* _YOUR OBJECTIVE_
Carry on the footnotes below about Altamirano and the Jesuit missions, starting right after their last sentence.

[276] Archivo de Simancas, Legajo 7,378, folio 146.

[277] Ibid.: ‘Que toda la polvora que tengan los curas y misioneros se queme o se inutilize y pierda hechandola al rio, y que en los pueblos donde se fabrica, cese luego este labor.’

[278] In another letter, also preserved at Simancas, and dated at Yapeyu, he complains bitterly of his own suffering on the journey: ‘Me moli tanto con el traqueo violento del carreton que no he podido volver sobre mi.’ The roads to the missions seem to have been as bad as those which produced the historical exclamation, ‘O dura tellus Hispaniæ!’ It is certainly the case that Ibañez, in his ‘Republica Jesuitica’ (Madrid, 1768), gives a very different version of the doings of Altamirano; for he says that Rafael de Cordoba, Altamirano’s secretary, ‘embarked in a schooner called La Real a great quantity of guns and lead for balls, packing them all in boxes, which, he said, were full of objects of a pious nature. . . . This,’ says Ibañez, ‘was told me by the master of the schooner José el Ingles, a man worthy of credence.’ This is pleasing to one’s national pride, but, still, one seems to want a little better authority even than that of ‘Bardolph, the Englishman’.

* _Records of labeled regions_
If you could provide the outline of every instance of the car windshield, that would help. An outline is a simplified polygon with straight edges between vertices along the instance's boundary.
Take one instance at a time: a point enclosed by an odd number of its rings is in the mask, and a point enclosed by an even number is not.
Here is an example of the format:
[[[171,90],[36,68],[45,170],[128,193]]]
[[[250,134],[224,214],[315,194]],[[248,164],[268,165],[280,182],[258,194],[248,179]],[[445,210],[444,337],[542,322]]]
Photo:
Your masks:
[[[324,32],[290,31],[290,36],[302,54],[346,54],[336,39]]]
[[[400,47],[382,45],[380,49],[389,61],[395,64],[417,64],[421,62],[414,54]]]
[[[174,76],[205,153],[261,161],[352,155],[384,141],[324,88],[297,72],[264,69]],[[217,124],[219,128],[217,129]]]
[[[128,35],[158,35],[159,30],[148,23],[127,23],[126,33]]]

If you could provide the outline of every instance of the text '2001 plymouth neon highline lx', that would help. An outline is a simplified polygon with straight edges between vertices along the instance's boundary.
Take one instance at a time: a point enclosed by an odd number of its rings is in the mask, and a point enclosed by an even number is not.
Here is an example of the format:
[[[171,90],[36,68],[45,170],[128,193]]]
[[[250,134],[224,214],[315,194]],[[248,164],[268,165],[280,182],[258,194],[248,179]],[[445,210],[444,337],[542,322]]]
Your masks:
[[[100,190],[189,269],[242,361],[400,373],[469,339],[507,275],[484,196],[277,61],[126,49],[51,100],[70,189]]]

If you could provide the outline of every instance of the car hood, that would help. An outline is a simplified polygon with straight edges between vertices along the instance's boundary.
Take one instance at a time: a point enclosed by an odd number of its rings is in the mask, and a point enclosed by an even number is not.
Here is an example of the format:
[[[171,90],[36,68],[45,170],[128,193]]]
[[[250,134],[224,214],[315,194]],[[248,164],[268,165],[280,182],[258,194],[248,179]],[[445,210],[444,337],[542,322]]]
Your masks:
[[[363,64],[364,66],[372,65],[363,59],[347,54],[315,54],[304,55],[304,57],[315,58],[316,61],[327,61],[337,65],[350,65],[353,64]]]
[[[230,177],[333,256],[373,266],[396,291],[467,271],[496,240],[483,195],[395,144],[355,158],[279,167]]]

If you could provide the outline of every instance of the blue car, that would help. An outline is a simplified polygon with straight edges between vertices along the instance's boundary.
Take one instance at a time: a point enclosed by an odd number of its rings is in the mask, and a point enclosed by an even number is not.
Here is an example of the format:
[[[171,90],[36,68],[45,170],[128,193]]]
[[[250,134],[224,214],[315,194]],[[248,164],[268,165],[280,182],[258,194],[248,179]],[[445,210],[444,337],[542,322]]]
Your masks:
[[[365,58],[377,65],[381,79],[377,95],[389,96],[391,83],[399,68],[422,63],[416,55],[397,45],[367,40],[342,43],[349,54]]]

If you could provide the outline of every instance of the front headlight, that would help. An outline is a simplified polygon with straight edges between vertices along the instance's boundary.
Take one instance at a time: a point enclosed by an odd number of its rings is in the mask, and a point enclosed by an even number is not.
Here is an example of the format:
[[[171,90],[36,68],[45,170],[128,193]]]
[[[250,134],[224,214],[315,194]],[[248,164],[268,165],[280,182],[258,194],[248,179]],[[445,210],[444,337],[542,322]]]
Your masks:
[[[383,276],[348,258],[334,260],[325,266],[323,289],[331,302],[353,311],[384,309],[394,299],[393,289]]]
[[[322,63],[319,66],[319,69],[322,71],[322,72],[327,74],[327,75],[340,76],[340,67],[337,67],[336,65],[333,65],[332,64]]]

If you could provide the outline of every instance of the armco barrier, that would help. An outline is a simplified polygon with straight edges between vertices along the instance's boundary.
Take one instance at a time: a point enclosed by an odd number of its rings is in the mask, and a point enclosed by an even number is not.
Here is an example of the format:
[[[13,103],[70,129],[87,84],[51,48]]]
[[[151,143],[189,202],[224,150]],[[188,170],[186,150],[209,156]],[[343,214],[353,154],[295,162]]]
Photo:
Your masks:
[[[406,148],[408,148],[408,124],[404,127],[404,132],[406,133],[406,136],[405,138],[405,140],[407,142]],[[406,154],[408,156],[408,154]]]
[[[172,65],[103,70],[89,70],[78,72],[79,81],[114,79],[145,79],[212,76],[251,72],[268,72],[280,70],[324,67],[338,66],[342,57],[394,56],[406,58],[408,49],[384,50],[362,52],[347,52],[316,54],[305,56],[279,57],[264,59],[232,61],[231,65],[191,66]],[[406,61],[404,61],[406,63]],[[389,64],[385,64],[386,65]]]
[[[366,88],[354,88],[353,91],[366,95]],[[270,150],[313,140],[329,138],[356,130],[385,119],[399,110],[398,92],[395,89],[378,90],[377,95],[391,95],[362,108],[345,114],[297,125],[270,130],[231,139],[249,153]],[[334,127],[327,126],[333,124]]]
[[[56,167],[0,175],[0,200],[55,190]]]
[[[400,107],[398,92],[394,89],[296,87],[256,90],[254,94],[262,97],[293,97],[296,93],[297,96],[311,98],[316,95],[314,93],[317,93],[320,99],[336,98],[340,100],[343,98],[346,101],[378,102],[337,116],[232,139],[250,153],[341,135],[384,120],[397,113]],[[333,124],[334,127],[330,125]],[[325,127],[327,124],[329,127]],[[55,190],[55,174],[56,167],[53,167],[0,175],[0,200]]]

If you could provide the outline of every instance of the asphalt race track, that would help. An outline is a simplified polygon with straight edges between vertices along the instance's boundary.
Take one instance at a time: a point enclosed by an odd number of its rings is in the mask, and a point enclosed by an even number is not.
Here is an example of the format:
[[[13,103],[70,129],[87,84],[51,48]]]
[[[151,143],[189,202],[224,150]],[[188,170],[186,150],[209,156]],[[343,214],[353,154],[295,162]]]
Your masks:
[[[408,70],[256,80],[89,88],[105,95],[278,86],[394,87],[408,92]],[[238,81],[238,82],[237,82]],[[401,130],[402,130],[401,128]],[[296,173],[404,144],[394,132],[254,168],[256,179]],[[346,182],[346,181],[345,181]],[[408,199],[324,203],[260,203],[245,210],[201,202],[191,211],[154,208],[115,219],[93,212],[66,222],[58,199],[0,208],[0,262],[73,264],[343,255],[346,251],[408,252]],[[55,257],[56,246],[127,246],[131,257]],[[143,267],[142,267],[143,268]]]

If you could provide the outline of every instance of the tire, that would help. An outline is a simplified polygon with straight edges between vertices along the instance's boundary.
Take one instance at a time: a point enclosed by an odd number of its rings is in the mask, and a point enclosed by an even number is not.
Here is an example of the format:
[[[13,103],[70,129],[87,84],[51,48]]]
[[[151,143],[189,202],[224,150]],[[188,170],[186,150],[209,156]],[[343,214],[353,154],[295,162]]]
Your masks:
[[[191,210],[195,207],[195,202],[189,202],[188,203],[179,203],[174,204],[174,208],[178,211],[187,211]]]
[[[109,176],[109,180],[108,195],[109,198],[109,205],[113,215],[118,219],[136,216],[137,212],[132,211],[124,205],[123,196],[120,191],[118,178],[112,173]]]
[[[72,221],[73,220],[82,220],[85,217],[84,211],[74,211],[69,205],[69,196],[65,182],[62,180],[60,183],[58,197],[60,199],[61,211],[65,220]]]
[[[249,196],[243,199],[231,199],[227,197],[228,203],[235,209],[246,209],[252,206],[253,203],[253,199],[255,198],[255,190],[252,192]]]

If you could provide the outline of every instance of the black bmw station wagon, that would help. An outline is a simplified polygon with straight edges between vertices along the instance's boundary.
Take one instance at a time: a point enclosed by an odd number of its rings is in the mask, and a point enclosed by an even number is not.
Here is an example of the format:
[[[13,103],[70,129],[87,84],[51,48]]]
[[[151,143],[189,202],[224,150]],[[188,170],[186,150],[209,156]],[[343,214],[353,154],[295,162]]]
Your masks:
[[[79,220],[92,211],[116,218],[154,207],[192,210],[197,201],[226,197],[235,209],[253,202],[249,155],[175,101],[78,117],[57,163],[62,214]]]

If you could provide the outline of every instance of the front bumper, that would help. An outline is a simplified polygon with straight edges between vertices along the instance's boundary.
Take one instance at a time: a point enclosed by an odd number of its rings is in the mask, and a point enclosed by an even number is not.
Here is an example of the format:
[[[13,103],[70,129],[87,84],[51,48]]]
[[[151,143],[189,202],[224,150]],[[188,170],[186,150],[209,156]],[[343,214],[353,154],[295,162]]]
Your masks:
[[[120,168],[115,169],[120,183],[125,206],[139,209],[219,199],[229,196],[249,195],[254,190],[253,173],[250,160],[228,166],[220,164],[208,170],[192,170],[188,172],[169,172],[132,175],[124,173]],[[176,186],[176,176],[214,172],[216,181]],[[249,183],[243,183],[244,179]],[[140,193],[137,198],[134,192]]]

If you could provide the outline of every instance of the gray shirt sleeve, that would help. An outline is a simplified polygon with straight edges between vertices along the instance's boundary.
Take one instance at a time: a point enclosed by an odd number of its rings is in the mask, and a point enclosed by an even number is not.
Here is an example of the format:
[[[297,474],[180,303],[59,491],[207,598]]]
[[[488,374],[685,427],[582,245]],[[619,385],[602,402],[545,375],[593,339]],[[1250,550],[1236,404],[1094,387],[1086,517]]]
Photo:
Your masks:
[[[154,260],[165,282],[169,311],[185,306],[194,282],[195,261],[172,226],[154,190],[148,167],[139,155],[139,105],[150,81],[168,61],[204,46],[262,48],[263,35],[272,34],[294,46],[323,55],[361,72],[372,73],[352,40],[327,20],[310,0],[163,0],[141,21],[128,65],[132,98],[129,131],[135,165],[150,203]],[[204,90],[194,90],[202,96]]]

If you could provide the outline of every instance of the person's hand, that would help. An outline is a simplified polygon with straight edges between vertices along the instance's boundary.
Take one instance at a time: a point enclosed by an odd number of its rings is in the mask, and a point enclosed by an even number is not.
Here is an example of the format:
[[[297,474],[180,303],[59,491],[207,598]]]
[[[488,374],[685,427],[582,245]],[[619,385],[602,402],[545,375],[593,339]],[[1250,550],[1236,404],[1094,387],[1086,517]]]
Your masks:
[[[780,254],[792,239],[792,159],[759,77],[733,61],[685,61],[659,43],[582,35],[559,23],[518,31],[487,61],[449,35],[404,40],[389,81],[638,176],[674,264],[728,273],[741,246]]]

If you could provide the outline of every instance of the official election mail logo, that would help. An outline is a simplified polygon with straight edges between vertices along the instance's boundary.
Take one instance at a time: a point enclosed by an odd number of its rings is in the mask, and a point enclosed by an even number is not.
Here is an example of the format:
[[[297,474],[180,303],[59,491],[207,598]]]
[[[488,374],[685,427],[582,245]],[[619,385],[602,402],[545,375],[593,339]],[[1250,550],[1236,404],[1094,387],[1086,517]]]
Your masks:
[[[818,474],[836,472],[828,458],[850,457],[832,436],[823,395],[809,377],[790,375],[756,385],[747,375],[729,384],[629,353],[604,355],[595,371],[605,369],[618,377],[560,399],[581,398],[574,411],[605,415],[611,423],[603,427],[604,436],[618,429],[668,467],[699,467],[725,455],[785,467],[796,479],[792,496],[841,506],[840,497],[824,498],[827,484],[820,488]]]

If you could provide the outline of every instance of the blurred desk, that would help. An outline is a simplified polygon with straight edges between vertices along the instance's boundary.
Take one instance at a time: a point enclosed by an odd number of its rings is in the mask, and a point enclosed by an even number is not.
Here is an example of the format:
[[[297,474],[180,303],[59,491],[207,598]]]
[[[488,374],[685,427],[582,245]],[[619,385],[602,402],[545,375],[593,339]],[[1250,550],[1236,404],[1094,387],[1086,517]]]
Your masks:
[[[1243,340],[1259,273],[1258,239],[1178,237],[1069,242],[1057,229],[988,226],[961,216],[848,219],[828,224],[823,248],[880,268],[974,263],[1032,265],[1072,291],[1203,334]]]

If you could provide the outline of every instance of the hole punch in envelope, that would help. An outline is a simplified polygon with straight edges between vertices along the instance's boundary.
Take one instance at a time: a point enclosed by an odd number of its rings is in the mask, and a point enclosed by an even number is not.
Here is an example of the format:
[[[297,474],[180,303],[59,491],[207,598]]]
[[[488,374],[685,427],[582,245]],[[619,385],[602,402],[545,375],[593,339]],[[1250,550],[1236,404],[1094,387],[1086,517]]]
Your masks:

* _TASK ANSWER_
[279] Dean Funes, book v., cap. iii., p. 54.

[280] In a most curious letter (preserved at Simancas, Legajo 7,447), the mayor and council of the reduction of San Juan write to Altamirano upbraiding him with being their enemy, and tell him that ‘St. Michael sent by God showed their poor grandfathers (sus pobres abuelos) where to plant a cross, and afterwards to march due south from the cross and they would find a holy father of the Company.’ This, of course, turned out as the saint had foretold, and after a long day’s march they encountered the Jesuit and became Christians.

[281] This account seems to have been lost, and a careful search has not disinterred it from the Maelstrom of Simancas, that prison-house of so many documents, without whose aid so much of Spanish history cannot be written.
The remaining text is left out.